== ARTICLE ==

(begin)

The district court entered emergency orders granting the State protective and temporary custody of the children. In August 2022, Mother entered no-contest statements stipulating that R.I. and G.I. were children in need of care. The district court adjudicated R.I. and G.I. accordingly but found reintegration was a viable goal. The district court thus ordered Mother and Father to complete several reintegration tasks. In part, these included obtaining stable income and housing and completing several assessments for family, substance abuse, domestic violence, and mental health issues. The district court granted Cornerstones of Care discretion in determining the parents' visitation, which provided Mother and Father with the option to attend weekly, supervised visits.

The district court held review hearings in October 2022 and January 2023 and a permanency hearing in April 2023. Mother did not appear at either of the review hearings. She appeared through counsel at the permanency hearing. Cornerstones of Care filed reports for these hearings, which showed Mother did not visit the children before or after her incarceration. She also completed none of the other court ordered tasks.

In May 2023, the State filed a motion for findings of unfitness and termination of Mother's and Father's parental rights. Relevant here, the motion alleged that Mother was incarcerated and had completed none of her reintegration tasks. She also had several criminal charges pending in two cases in Johnson County, including:

• Two counts of battery against a correction officer (severity levels 5 and 7 person felonies);
• Aggravated battery (severity level 6 person felony);
• Unlawful tampering with an electronic monitor (severity level 8 nonperson felony);
• Misdemeanor criminal damage; and
• Misdemeanor theft.

The district court granted several continuances, but the State's motion eventually proceeded to an evidentiary hearing on February 12, 2024.

The State presented testimony from three witnesses-Court Services Officer Ramona MacDougall and two case manager supervisors Kendra Duncan and Sandra Hannah. These witnesses testified that Mother completed zero case plan tasks. They also explained that Mother was incarcerated throughout most of the underlying CINC proceedings, which prevented Mother from completing most tasks. Hannah specified that at times, the jail did not allow Mother to take calls or have visitors when Cornerstones of Care workers tried to contact her. MacDougall, however, explained that Mother was not in custody from August 2022 to November 2022 and still failed to complete any tasks or contact her case manager during that time. In fact, Mother disappeared during this time, and MacDougall did not know where she was until she was picked up by law enforcement again. Throughout the year-and-a-half time frame that this case proceeded in the district court, Mother never saw G.I. or R.I.

(end)

== WHAT THIS EXERCISE ASKS ==
1. Name the three witnesses the State called at the hearing in the court opinion on the parental rights case, with the role given for each.
2. Carry the court opinion on the parental rights case forward, starting after its final sentence.
The rows after this line play no part in this work.

== RECORD EXCERPTS ==
(begin)

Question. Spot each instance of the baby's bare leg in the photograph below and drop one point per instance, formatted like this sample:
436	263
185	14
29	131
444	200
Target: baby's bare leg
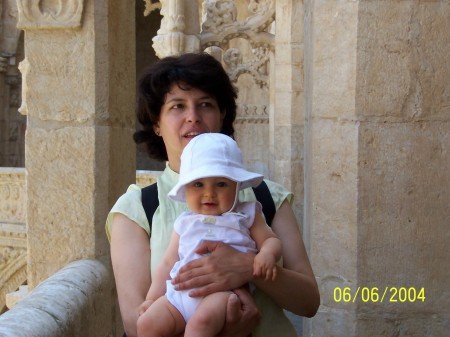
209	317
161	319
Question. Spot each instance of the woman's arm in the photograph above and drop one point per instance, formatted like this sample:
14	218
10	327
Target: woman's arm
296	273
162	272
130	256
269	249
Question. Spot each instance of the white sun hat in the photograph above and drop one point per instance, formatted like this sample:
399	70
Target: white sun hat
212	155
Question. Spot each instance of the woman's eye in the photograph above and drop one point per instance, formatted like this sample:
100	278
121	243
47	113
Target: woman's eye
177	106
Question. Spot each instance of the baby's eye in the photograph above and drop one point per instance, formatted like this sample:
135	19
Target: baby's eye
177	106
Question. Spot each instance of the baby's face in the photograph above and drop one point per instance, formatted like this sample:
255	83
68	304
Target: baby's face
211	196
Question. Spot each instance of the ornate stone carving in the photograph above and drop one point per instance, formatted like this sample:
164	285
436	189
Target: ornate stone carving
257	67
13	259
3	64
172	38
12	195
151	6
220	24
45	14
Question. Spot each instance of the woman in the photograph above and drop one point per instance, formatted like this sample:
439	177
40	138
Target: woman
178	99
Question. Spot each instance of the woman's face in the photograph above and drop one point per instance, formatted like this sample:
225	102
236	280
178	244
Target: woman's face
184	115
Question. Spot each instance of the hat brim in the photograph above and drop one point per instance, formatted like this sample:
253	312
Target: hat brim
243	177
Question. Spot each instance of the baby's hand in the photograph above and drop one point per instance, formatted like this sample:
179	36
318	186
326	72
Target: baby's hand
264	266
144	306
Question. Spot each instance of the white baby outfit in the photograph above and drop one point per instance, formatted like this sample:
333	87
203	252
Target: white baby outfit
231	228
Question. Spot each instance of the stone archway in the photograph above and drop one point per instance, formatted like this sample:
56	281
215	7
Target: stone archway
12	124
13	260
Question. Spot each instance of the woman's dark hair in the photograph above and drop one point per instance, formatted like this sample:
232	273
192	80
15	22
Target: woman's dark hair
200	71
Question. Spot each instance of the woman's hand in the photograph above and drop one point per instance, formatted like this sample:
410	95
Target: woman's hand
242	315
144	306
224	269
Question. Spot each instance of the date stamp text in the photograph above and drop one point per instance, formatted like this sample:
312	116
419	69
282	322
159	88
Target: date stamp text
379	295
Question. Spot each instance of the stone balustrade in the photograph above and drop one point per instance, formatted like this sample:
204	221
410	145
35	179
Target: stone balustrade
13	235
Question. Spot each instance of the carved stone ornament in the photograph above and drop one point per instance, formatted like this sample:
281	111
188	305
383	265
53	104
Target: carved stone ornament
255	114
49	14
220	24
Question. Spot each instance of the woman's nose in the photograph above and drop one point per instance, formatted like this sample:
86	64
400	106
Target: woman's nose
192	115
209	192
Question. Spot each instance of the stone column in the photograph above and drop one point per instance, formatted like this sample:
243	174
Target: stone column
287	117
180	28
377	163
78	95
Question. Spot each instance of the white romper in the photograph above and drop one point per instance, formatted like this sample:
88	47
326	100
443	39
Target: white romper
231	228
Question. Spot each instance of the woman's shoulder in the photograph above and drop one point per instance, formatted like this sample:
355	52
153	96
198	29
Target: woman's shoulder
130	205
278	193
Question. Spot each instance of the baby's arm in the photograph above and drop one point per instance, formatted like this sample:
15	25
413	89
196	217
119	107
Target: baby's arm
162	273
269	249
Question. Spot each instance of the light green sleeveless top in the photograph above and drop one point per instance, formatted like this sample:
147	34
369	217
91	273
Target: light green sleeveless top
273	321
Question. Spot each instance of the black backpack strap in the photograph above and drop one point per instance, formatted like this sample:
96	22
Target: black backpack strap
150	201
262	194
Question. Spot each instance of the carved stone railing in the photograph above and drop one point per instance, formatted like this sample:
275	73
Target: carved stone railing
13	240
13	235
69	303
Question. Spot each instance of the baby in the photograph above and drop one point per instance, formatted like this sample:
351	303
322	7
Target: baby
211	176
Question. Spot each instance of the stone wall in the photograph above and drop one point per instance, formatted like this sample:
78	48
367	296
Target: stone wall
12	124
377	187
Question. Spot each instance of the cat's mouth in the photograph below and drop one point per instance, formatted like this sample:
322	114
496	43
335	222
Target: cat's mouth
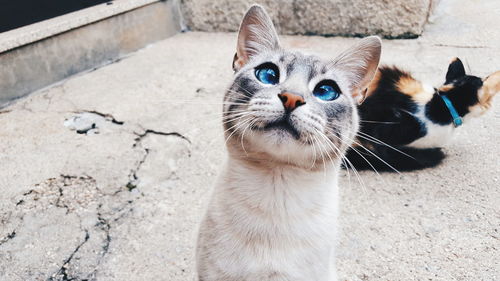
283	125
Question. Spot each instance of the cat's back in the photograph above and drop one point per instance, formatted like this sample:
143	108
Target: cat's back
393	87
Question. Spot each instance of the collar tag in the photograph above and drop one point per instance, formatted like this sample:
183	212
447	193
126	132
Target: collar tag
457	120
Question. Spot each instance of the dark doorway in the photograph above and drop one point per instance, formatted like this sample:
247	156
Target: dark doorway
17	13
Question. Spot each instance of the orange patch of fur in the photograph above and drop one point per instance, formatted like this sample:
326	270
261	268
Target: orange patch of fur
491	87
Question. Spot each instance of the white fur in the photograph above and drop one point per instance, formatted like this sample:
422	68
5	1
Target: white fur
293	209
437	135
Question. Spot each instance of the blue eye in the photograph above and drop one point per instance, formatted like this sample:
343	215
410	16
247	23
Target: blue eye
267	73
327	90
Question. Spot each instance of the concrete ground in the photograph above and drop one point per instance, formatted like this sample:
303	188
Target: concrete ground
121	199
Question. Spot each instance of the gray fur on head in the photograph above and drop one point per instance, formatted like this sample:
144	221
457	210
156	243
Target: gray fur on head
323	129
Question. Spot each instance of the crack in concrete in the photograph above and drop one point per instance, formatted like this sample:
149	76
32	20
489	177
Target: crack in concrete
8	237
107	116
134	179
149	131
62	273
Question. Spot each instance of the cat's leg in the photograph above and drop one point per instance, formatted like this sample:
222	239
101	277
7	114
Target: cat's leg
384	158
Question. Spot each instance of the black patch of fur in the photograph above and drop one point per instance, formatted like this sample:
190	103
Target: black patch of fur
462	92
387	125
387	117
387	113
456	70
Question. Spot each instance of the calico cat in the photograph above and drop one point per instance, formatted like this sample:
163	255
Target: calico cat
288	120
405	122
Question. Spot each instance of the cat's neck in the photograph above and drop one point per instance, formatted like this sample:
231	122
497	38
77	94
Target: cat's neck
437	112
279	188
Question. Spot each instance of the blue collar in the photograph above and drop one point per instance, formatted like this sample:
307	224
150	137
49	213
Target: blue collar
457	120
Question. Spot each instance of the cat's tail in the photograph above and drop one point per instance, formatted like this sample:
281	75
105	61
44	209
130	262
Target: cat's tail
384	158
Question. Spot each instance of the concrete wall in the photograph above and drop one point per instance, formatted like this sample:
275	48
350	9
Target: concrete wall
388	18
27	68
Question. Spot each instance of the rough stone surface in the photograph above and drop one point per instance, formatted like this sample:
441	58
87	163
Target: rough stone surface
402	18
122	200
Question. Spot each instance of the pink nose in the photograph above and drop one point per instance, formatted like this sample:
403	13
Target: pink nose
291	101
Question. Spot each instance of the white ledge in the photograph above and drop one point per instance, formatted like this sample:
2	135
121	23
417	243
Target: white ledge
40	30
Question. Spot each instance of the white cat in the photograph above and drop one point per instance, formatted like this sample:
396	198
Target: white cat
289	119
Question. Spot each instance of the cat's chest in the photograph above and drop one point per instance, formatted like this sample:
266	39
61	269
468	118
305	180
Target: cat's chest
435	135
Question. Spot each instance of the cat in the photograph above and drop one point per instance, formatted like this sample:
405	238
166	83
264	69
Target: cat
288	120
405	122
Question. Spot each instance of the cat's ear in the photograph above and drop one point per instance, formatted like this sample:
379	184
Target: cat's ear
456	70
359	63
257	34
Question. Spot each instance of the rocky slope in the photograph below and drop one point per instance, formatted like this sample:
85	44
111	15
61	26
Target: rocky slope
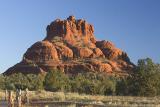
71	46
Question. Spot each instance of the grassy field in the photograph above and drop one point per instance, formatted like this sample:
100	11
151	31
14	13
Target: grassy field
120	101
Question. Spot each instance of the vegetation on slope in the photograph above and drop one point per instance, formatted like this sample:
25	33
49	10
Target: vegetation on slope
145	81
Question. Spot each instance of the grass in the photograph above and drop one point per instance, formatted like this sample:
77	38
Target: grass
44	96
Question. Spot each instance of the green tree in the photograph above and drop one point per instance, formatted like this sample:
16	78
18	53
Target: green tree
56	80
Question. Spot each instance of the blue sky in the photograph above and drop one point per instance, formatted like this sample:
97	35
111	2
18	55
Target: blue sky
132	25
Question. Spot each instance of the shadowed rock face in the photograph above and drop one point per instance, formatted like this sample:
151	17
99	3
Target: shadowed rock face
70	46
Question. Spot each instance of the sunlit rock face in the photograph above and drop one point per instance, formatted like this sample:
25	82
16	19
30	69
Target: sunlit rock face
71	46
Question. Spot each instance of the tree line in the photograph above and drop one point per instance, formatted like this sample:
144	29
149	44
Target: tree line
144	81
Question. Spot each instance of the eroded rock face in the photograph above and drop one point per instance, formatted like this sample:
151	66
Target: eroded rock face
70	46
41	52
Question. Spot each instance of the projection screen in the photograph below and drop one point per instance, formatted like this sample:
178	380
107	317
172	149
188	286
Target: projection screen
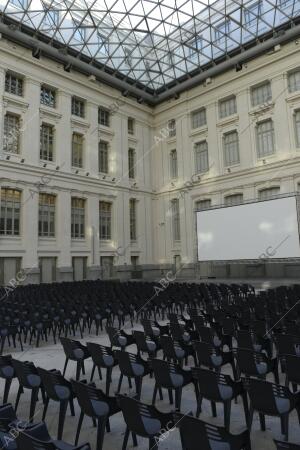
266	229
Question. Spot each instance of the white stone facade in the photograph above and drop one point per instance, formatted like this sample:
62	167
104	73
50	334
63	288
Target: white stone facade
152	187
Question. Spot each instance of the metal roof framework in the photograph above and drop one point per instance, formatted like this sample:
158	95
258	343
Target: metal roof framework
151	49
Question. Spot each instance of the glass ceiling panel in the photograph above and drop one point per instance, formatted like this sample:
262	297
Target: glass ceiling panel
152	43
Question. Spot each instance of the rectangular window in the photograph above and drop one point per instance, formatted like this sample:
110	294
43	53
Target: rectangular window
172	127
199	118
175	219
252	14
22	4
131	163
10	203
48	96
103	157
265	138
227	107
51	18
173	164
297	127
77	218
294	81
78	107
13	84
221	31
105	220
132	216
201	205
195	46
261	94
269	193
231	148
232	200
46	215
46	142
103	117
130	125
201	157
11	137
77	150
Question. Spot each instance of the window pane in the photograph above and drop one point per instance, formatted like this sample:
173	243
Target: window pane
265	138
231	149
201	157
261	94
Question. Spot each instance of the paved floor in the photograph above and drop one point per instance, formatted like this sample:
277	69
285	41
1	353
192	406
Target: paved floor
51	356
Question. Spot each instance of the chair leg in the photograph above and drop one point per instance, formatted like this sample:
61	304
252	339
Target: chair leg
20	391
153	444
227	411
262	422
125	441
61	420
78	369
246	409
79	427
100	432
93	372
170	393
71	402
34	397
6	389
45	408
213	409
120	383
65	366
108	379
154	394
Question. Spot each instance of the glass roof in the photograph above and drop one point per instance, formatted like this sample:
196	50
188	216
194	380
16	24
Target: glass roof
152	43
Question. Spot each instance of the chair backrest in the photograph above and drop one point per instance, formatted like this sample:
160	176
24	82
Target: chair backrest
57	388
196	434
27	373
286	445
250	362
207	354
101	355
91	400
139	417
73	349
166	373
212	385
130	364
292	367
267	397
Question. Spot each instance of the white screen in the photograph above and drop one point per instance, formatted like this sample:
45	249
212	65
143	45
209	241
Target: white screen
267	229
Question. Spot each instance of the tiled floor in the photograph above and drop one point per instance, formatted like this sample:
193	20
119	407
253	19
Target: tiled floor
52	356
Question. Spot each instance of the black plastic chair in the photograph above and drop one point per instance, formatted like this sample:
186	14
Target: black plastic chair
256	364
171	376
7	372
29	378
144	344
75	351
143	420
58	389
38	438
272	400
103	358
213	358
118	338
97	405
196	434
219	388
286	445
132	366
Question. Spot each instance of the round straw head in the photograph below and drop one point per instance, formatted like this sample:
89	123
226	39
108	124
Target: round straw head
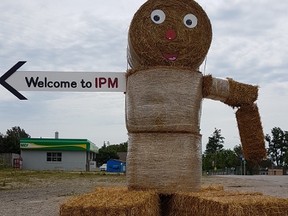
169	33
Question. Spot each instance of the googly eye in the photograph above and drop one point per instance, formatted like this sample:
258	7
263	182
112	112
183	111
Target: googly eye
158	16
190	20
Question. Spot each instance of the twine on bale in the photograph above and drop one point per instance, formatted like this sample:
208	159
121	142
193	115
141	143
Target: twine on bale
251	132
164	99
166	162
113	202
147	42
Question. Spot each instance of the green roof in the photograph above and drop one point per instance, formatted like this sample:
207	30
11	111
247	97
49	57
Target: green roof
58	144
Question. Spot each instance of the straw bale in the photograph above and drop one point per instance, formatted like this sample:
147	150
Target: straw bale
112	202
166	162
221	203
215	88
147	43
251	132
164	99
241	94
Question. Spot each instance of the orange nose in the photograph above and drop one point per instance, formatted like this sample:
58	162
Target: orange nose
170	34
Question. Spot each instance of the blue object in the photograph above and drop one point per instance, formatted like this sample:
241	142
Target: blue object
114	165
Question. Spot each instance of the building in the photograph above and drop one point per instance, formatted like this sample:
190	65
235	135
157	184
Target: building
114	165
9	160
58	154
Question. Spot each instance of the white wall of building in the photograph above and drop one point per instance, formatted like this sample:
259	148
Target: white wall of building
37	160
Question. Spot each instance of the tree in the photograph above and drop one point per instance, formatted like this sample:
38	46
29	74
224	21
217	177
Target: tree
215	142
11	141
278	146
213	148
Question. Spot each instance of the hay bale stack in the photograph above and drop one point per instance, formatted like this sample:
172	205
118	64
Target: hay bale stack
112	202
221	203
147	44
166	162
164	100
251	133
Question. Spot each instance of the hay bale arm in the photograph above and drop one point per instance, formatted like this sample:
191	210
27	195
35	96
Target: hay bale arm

(end)

== PER-TASK ANSWERS ==
1.
Ramona MacDougall, Court Services Officer
Kendra Duncan, case manager supervisor
Sandra Hannah, case manager supervisor

2.
Several of the attempts that Cornerstones of Care made to contact Mother went unanswered. Even so, MacDougall and Duncan agreed on cross-examination that Mother had some correspondence with her assigned case workers, by mail, in-person, and over Zoom. Mother also sent a letter requesting visitation with R.I. and G.I. Duncan testified that Mother's Cornerstones of Care case manager tried to set up Zoom visits for Mother through the jail following Mother's request. Duncan did not have firsthand knowledge regarding the exact amount of effort given toward getting these visits set up but explained that the jail ultimately prevented the visits from ever occurring. As for specific resources offered to Mother during her incarceration, MacDougall provided Mother with information for online parenting classes and told her to reach out to Cornerstones of Care for more resources.

In her testimony, Hannah also discussed the relationship between Mother's pending criminal charges and the possibility of a foreseeable change in Mother's circumstances. Hannah explained that according to jail personnel, it was unlikely that Mother would be able to bond out of jail. Hannah did not provide a specific reason for this, but the prosecutor revealed during his redirect examination of Hannah that the lowest amount set as bond in Mother's pending cases was $20,000. Hannah also explained that even if Mother was released, it was unlikely that Mother could complete the necessary tasks to show reintegration was viable. Finally, Hannah surmised that given the children's ages, the time the children were in out-of-home placement, and the unlikeliness that Mother's circumstances would change in the foreseeable future, reintegration was not a viable goal. Hannah also believed that termination was in the children's best interests.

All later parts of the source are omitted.